[Records from an annotation dataset]
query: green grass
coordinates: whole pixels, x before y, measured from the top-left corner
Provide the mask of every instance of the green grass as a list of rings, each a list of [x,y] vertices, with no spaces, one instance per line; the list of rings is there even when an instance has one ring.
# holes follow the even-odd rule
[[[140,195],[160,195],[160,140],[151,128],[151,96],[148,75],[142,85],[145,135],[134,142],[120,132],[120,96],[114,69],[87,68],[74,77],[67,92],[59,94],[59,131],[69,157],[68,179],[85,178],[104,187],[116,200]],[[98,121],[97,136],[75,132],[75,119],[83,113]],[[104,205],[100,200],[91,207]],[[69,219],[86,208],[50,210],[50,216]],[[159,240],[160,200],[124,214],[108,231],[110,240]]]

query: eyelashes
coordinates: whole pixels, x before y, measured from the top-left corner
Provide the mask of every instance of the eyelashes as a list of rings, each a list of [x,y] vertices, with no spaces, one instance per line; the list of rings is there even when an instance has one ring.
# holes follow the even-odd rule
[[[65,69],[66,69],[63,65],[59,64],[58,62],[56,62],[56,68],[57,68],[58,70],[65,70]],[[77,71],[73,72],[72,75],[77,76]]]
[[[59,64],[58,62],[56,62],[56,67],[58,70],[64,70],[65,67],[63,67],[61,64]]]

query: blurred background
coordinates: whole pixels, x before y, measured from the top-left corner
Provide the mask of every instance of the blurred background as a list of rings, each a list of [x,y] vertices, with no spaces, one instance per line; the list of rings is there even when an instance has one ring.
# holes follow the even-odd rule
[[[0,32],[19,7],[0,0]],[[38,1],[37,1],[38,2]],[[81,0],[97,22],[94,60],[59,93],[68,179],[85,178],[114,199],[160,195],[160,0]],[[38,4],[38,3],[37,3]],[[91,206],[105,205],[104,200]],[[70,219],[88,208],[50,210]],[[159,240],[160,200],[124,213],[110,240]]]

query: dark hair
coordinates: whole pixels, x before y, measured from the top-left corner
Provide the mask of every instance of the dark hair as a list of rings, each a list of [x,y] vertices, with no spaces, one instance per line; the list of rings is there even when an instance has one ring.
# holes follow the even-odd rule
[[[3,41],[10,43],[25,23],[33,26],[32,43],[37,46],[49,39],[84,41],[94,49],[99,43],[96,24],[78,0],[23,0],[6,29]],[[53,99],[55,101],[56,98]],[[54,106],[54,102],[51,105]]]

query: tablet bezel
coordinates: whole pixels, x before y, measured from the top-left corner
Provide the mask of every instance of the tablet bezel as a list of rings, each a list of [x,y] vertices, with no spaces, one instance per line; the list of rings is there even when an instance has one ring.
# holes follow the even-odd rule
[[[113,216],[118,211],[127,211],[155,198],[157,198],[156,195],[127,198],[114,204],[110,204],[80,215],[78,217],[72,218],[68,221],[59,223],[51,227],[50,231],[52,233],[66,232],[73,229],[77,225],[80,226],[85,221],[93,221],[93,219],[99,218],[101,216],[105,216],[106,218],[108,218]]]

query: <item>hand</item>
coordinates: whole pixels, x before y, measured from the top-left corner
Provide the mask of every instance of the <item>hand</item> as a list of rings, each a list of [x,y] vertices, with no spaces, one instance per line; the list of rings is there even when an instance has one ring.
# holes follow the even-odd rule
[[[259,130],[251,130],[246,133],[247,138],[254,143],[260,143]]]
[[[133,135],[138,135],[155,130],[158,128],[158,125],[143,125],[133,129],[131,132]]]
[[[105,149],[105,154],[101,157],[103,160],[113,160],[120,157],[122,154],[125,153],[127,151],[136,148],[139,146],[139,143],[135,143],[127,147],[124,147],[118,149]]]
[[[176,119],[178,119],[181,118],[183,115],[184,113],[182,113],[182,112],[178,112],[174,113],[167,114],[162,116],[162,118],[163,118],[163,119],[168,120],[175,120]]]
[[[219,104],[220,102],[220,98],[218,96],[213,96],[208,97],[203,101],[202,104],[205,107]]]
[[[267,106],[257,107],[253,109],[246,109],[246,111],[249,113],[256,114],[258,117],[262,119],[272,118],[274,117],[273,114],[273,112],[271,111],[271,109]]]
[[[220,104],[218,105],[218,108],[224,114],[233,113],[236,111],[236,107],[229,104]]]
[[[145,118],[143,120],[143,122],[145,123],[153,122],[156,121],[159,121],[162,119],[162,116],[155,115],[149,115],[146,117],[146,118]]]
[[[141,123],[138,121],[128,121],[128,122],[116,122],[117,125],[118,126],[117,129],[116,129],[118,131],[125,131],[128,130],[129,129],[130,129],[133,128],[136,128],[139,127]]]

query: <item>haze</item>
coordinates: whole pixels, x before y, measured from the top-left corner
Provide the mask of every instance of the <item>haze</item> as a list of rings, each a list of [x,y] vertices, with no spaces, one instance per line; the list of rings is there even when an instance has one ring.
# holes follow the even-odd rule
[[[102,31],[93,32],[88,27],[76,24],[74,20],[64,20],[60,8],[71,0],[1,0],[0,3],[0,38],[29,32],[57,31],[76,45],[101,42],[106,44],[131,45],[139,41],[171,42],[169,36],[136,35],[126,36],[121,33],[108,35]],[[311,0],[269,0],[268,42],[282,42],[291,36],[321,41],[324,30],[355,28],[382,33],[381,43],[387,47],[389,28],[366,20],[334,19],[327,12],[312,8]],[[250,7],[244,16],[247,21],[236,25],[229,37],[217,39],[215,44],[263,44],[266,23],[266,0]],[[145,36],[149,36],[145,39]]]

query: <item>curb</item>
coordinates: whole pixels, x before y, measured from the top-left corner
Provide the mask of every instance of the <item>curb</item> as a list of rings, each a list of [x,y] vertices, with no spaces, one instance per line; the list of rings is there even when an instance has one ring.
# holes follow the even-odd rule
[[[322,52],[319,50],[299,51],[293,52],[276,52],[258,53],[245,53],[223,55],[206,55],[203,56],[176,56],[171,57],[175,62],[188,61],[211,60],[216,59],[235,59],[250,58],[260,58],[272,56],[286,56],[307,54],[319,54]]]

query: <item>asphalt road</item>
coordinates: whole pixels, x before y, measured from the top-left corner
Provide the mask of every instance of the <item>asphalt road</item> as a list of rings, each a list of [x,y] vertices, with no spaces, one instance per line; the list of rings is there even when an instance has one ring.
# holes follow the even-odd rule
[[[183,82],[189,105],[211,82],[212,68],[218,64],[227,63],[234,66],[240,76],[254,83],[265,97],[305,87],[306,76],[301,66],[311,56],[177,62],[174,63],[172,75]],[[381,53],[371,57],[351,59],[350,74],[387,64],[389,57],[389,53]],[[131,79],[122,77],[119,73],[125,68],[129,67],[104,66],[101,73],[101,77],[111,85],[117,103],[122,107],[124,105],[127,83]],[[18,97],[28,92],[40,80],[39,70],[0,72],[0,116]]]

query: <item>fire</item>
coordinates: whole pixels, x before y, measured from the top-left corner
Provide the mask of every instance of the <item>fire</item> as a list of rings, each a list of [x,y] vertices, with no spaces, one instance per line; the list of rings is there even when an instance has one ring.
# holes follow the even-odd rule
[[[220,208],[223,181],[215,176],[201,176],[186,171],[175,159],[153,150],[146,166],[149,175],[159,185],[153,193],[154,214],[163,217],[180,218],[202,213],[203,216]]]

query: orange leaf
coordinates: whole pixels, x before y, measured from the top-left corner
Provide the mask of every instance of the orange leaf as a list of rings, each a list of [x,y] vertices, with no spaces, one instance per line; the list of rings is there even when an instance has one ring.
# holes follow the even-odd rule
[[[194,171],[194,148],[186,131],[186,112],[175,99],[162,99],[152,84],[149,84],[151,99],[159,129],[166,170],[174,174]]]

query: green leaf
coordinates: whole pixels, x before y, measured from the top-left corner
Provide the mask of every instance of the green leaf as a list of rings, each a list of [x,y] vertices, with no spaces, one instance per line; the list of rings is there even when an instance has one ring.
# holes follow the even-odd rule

The request: Return every entry verbatim.

Answer to the problem:
query: green grass
coordinates: whole pixels, x before y, measured from the top-left corner
Provide the mask of every instance of the green grass as a list of rings, each a list of [x,y] vertices, with no spaces, one instance per line; the list of rings is there even when an instance has one ring.
# holes follow the even-odd rule
[[[140,195],[160,195],[160,140],[151,128],[151,96],[148,75],[142,85],[145,135],[134,142],[120,132],[120,96],[114,69],[87,68],[74,77],[67,92],[59,94],[59,131],[69,157],[68,179],[85,178],[104,187],[116,200]],[[98,121],[97,136],[75,132],[75,119],[83,113]],[[104,205],[100,200],[91,207]],[[69,219],[86,208],[50,210],[50,216]],[[159,240],[160,200],[124,214],[108,231],[110,240]]]

query: eyelashes
coordinates: whole pixels, x before y, measured from the top-left corner
Provide the mask of every instance of the eyelashes as a list of rings, each a list of [x,y] vertices, with no spaces, one instance per line; the list of rings is there even when an instance has one ring.
# holes follow the even-odd rule
[[[65,69],[66,69],[63,65],[59,64],[58,62],[56,62],[56,68],[57,68],[58,70],[65,70]],[[77,71],[73,72],[72,75],[77,76]]]
[[[59,64],[58,62],[56,62],[56,67],[58,70],[64,70],[65,67],[63,67],[61,64]]]

query: blurred background
coordinates: whole pixels, x before y, measured from the top-left corner
Provide the mask of every instance of the blurred background as a list of rings, each a list of [x,y] vertices, with no spaces, one instance per line; the list of rings is there even when an instance has one ring.
# holes follow the even-odd rule
[[[0,32],[19,7],[0,0]],[[38,1],[37,1],[38,2]],[[81,0],[97,22],[94,60],[59,93],[68,179],[85,178],[114,199],[160,195],[160,0]],[[38,4],[38,3],[37,3]],[[91,206],[105,205],[104,200]],[[70,219],[88,208],[50,210]],[[159,240],[160,200],[124,213],[110,240]]]

query: dark hair
coordinates: whole pixels, x before y, measured from the top-left corner
Provide the mask of every instance of the dark hair as a list of rings, each a list of [x,y] vertices, with no spaces, one instance per line; the list of rings is there even when an instance has one ring.
# holes follow the even-odd rule
[[[3,41],[10,43],[25,23],[33,26],[32,43],[37,46],[49,39],[84,41],[94,49],[99,43],[96,24],[78,0],[23,0],[6,29]],[[53,99],[55,101],[56,98]],[[54,106],[54,102],[51,105]]]

query: tablet bezel
coordinates: whole pixels, x before y, measured from the top-left corner
Provide the mask of every instance of the tablet bezel as a list of rings, each a list of [x,y] vertices, with no spaces, one instance per line; the list of rings is there even when an instance has one ring.
# holes follow the even-odd rule
[[[113,216],[118,211],[127,211],[155,198],[157,198],[156,195],[127,198],[114,204],[110,204],[80,215],[78,217],[72,218],[68,221],[59,223],[51,227],[50,231],[52,233],[66,232],[73,229],[77,225],[80,226],[85,221],[93,221],[93,219],[99,218],[101,216],[105,216],[106,218],[108,218]]]

query: <item>hand</item>
coordinates: whole pixels, x before y, measured from the top-left corner
Provide the mask of every instance of the <item>hand</item> as a list of rings, each a list of [x,y] vertices, with no spaces, one instance per line; the list of rings is there even when an instance has one ring.
# holes follow the even-odd rule
[[[259,130],[251,130],[246,133],[247,138],[254,143],[260,143]]]
[[[133,135],[138,135],[155,130],[158,128],[158,125],[143,125],[133,129],[131,132]]]
[[[105,149],[105,154],[101,157],[103,160],[113,160],[120,157],[122,154],[125,153],[127,151],[136,148],[139,146],[139,143],[135,143],[127,147],[124,147],[118,149]]]
[[[176,119],[178,119],[181,118],[183,115],[184,113],[182,113],[182,112],[178,112],[174,113],[167,114],[162,116],[162,118],[163,118],[163,119],[168,120],[175,120]]]
[[[219,104],[220,102],[220,98],[218,96],[213,96],[208,97],[203,101],[202,104],[205,107]]]
[[[267,106],[257,107],[253,109],[246,109],[246,111],[249,113],[256,114],[258,117],[262,119],[272,118],[274,117],[273,114],[273,112],[271,111],[271,109]]]
[[[220,104],[218,105],[218,108],[224,114],[233,113],[236,111],[236,107],[229,104]]]
[[[145,118],[143,120],[143,122],[145,123],[153,122],[156,121],[159,121],[162,119],[162,116],[155,115],[149,115],[146,117],[146,118]]]
[[[141,123],[138,121],[128,121],[128,122],[116,122],[117,125],[118,126],[117,129],[116,129],[118,131],[125,131],[128,130],[129,129],[130,129],[133,128],[136,128],[139,127]]]

query: <item>haze</item>
coordinates: whole pixels, x before y, measured from the top-left corner
Provide the mask of every instance of the <item>haze</item> as a list of rings, each a list of [x,y] vertices, with no spaces, one instance per line; the list of rings is there even when an instance has one ring.
# holes follow the even-odd rule
[[[102,31],[93,32],[88,27],[76,24],[74,20],[64,20],[60,8],[71,0],[1,0],[0,3],[0,38],[29,32],[57,31],[76,45],[101,42],[106,44],[131,45],[139,41],[171,42],[169,36],[136,35],[126,36],[121,33],[108,35]],[[311,0],[269,0],[268,42],[282,42],[291,36],[321,41],[324,30],[355,28],[382,33],[381,43],[387,47],[389,28],[366,20],[334,19],[327,12],[312,8]],[[250,7],[244,16],[247,21],[236,25],[229,37],[217,39],[215,44],[263,44],[266,23],[266,0]],[[145,36],[149,36],[145,39]]]

query: <item>curb</item>
coordinates: whole pixels, x before y, measured from the top-left corner
Provide the mask of every instance of the <item>curb</item> as a list of rings, each a list of [x,y] vertices, with no spaces, one instance per line; the list of rings is there even when an instance has one ring.
# holes follow the even-odd rule
[[[322,52],[319,50],[299,51],[293,52],[276,52],[258,53],[245,53],[223,55],[206,55],[203,56],[176,56],[171,57],[175,62],[188,61],[211,60],[216,59],[235,59],[250,58],[260,58],[272,56],[286,56],[307,54],[319,54]]]

query: <item>asphalt road</item>
coordinates: whole pixels, x before y, measured from the top-left corner
Provide the mask of every instance of the <item>asphalt road</item> as a list of rings, each a list of [x,y] vertices, with no spaces, one instance per line; the list of rings is there even when an instance has one ring.
# holes follow the even-odd rule
[[[183,82],[189,105],[211,82],[212,68],[218,64],[227,63],[234,66],[240,76],[254,83],[265,97],[305,87],[306,76],[301,66],[311,56],[177,62],[174,63],[172,75]],[[381,53],[371,57],[351,59],[350,74],[387,64],[389,57],[389,53]],[[131,79],[122,77],[119,73],[125,68],[129,67],[104,66],[101,73],[101,77],[111,85],[117,103],[122,107],[124,105],[127,83]],[[18,97],[28,92],[40,80],[39,70],[0,72],[0,116]]]

query: <item>fire</item>
coordinates: whole pixels, x before y, measured from the top-left corner
Provide the mask of every instance of the <item>fire</item> as a list of rings, each a list of [x,y] vertices, with no spaces, one instance per line; the list of rings is there even when an instance has one ring.
# holes follow the even-odd rule
[[[220,208],[223,181],[215,176],[201,176],[186,171],[175,159],[153,150],[146,166],[149,175],[159,185],[153,193],[154,214],[163,217],[180,218],[202,213],[203,216]]]

query: orange leaf
coordinates: whole pixels, x before y, measured from the top-left corner
Provide the mask of every instance of the orange leaf as a list of rings, each a list of [x,y] vertices, with no spaces, one instance per line; the list of rings is there even when an instance has one ring.
# holes follow the even-odd rule
[[[194,171],[194,148],[186,131],[186,112],[175,99],[162,99],[152,84],[149,84],[151,99],[159,129],[166,170],[174,174]]]

query: green leaf
coordinates: whole pixels, x before y, measured from the top-left corner
Provide the mask of every instance of the green leaf as a list of rings, each a list of [x,y] vertices, with no spaces, one instance per line; the list of rings is there even when an instance has one ring.
# holes follow the even-odd rule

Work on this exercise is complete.